__SELECTED EXCERPT__.

Now she is not a fan.

Nightmares

Tonight, while putting Monica to bed, she starts asking questions about Columbia. Ren calmly answers them, summing it up as “you would have had a very different life if you had stayed there.”

And she would have. We know this because she and Kelly have an older sister whose life, sadly, followed the same road as the girls’ mother. A bleak life.

Monica has misty memories of her older sister. She tries to tell us them tonight. Puzzle pieces that don’t make sense.

And 20 minutes after falling asleep we hear her sobbing.

“Hook, Hook, Hook has come,” she says. We recently watched the Spielberg movie “Hook” and she’s been trying to scare Kelly with it every week since.

Sometimes little girls describe their fears in stories and retellings of movies. Ren and I gently rub her back, kiss her cheek, and describe her real home. A fire going in the fireplace. Two dogs curled on our laps. Food on the counter. Light music playing. Books on the shelf and some in our hands. Parents, Grandparents and Tios and Tias who love them.

She falls asleep.

March 4 Ramblings

Today is Renee’s birthday and we spent the afternoon, like most afternoons, at Sam and Karen’s eating food, playing with cousins, and relaxing. We do a good job of making Sunday a Sabbath, trying to not spend time working, logging on, and getting side tracked with business.

It’s good for the soul.

Grandma Karen made a fort downstairs. Using the ping-pong table as framework, she draped blankets and cushions as walls with chairs as four corner turrets. It was awesome.

__REQUIREMENT A__.
Can you repeat the family journal excerpt word for word, from the passage opening with "Today is Renee’s" through the one closing with "for the soul."?
__REQUIREMENT B__.
In the family journal excerpt, what did Grandma Karen use as the framework for the fort?
The data after this point is separate material with no connection to the family journal excerpt.

__MATERIAL SUPPLIED__.

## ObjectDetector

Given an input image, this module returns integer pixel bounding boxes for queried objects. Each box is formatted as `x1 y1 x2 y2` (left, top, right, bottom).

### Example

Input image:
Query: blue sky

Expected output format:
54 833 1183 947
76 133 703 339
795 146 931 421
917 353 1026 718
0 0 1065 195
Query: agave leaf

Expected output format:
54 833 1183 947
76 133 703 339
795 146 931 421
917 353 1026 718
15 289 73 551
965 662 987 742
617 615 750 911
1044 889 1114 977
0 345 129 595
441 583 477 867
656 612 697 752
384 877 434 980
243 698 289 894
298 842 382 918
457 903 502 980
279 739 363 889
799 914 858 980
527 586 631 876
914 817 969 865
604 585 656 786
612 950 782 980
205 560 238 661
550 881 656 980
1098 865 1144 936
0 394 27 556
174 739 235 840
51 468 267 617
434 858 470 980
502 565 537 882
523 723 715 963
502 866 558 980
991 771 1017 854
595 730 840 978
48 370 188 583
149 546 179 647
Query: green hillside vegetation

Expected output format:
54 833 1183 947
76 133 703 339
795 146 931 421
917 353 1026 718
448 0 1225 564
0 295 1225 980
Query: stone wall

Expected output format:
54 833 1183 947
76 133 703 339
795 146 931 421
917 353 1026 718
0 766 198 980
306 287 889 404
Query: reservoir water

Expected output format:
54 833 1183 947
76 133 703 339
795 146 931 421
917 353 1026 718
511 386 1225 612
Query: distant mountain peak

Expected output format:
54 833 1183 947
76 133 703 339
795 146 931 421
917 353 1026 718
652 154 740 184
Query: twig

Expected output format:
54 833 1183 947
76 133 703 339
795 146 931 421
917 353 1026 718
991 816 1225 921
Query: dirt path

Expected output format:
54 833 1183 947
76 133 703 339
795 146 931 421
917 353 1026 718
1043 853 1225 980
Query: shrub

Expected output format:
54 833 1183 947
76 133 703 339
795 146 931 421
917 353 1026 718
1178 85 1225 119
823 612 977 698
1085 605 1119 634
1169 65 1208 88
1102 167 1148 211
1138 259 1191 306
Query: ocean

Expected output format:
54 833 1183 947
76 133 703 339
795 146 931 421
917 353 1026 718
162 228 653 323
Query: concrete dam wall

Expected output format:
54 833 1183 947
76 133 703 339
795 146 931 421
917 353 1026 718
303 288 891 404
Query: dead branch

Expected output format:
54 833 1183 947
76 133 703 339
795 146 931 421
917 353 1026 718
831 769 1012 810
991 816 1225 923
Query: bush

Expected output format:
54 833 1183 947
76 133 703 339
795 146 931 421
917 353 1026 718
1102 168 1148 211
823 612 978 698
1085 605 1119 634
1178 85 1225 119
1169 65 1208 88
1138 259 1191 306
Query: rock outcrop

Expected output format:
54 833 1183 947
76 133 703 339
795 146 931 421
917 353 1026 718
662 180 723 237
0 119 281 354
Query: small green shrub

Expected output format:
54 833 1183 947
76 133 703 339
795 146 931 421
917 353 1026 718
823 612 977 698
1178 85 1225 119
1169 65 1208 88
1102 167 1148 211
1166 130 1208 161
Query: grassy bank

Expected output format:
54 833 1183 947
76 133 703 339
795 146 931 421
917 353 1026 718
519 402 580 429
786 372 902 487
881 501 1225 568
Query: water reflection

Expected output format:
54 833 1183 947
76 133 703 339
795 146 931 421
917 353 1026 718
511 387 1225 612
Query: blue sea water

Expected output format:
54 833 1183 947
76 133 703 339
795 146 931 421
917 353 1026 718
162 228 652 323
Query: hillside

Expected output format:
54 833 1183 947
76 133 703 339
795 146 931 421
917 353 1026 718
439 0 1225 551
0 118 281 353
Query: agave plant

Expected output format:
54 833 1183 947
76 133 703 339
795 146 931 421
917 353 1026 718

__SOLUTION A__.
Today is Renee’s birthday and we spent the afternoon, like most afternoons, at Sam and Karen’s eating food, playing with cousins, and relaxing. We do a good job of making Sunday a Sabbath, trying to not spend time working, logging on, and getting side tracked with business.

It’s good for the soul.

__SOLUTION B__.
The ping-pong table.